List every line of the items below that contains the word "building", matching case exactly.

> Available data:

*-*-*

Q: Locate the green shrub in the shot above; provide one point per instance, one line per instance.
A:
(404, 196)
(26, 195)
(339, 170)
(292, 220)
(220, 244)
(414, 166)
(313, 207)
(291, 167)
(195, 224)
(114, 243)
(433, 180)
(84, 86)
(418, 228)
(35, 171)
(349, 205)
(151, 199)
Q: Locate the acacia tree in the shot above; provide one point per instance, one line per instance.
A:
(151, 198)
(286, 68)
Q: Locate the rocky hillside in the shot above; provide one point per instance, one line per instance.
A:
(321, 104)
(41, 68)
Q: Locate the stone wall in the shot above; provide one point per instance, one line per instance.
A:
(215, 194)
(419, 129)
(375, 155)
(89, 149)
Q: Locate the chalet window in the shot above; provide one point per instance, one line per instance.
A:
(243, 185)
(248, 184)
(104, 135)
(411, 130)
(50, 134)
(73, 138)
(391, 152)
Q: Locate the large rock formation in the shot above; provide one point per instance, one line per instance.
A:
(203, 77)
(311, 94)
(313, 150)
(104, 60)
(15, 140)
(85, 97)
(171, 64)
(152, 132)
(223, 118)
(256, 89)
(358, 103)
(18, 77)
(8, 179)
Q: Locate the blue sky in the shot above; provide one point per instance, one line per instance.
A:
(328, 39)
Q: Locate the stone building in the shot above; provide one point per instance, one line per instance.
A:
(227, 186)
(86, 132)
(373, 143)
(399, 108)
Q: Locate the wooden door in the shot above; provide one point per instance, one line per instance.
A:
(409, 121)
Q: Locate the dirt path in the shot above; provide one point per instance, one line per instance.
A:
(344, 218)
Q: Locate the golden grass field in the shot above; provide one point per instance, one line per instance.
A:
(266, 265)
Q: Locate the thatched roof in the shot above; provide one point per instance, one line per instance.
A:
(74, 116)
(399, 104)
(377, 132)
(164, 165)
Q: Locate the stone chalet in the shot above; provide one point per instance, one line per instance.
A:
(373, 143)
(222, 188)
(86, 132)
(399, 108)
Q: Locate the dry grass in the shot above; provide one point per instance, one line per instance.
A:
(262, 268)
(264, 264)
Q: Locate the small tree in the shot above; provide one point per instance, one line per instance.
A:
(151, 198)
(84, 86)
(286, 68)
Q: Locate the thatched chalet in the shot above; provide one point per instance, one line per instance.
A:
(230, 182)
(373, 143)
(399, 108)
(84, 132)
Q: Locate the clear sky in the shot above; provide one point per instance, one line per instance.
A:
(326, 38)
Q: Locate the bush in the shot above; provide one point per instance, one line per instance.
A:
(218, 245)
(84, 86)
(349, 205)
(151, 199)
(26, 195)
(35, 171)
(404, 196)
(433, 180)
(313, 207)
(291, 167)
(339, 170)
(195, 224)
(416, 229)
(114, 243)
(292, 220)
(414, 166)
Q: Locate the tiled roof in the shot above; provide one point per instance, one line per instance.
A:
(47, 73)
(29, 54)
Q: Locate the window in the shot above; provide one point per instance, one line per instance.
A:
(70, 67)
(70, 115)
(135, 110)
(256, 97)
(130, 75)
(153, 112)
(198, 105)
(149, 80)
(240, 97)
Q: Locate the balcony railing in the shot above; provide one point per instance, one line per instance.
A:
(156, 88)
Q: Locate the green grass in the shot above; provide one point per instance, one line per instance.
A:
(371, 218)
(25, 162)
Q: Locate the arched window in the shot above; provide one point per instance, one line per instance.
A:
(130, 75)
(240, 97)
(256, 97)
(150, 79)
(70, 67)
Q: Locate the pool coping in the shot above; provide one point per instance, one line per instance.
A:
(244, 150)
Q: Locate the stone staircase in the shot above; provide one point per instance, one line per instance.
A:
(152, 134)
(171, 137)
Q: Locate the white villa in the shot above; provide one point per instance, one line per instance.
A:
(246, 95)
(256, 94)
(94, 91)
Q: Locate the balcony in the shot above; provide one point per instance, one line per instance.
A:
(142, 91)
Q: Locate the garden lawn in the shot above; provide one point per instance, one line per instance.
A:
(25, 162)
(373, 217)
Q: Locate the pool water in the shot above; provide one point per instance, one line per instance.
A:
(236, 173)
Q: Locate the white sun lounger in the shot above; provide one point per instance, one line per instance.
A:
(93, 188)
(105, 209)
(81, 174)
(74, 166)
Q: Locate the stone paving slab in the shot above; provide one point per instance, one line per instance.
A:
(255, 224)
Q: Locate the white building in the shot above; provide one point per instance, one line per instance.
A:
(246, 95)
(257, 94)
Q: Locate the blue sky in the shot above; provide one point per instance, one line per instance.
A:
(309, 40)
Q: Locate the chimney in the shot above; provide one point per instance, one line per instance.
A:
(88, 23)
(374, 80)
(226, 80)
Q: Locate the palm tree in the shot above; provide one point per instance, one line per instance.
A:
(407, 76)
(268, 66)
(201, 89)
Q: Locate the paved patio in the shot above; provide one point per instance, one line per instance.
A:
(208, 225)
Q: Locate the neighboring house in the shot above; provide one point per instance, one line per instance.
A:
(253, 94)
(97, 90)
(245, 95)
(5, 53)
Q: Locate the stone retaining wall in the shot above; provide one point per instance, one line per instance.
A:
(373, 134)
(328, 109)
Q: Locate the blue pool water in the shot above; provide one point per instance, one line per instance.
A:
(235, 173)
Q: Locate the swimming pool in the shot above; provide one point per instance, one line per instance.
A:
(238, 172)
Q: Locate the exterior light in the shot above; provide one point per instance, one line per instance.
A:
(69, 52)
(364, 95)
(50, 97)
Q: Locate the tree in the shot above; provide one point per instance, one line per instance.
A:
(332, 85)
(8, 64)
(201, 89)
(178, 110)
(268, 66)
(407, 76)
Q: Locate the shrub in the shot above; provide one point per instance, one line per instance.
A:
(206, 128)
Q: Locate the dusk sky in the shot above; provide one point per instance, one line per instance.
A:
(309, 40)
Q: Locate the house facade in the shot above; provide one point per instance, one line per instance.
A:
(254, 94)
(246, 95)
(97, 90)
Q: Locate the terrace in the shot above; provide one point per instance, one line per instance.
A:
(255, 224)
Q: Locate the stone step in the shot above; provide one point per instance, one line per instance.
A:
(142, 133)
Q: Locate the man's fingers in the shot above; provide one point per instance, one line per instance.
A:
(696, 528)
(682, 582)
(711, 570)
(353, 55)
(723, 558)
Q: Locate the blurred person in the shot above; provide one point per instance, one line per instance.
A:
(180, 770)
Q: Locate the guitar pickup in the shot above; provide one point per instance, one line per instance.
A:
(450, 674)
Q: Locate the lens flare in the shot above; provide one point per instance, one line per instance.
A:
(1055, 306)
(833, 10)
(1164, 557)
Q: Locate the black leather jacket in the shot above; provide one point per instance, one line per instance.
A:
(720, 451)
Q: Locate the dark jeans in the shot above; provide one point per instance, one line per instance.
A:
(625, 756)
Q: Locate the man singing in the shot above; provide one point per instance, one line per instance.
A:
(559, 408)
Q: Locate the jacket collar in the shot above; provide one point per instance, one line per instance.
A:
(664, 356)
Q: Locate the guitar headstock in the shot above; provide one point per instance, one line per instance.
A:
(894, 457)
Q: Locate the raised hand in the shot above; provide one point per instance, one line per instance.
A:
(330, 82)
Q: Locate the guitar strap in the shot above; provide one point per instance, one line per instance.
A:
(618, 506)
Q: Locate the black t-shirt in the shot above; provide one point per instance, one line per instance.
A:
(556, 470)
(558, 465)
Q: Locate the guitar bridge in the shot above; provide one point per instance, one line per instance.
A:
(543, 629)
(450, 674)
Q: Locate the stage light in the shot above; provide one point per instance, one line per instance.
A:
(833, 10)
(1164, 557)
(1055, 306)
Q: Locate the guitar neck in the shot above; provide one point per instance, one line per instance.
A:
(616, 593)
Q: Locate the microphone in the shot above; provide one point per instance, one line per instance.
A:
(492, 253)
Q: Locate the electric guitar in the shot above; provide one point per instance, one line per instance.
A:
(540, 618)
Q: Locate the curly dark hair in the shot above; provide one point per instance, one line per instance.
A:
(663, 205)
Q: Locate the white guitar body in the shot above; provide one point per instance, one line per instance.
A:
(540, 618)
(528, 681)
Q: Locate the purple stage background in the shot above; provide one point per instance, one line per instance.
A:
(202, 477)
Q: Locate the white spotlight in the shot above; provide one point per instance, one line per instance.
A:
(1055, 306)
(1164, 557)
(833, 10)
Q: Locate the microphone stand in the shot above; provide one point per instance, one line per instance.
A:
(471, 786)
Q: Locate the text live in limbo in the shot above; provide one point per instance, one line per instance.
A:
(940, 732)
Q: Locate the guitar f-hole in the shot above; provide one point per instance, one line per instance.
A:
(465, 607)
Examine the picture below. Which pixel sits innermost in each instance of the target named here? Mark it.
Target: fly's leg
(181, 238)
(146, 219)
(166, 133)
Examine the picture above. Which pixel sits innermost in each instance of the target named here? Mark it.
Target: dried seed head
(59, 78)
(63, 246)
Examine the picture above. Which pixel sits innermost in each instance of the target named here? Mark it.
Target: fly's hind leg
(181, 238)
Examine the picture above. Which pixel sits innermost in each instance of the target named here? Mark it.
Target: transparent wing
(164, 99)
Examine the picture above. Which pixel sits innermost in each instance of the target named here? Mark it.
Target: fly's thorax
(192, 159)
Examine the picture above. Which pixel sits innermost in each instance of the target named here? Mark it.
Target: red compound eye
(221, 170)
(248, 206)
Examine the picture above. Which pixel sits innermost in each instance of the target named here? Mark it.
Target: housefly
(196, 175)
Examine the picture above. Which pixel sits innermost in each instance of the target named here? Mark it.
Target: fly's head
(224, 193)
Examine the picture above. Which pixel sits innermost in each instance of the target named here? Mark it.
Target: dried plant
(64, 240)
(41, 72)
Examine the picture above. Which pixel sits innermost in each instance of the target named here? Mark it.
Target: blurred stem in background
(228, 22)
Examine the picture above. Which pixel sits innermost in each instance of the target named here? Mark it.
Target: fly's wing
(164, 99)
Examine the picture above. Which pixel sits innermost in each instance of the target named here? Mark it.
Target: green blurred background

*-*-*

> The solution:
Q: Locate the stone building in the shot above; provide one point per instance, one line per instance.
Q: Locate the white building in the shot above; provide one point per instance, one line per instance.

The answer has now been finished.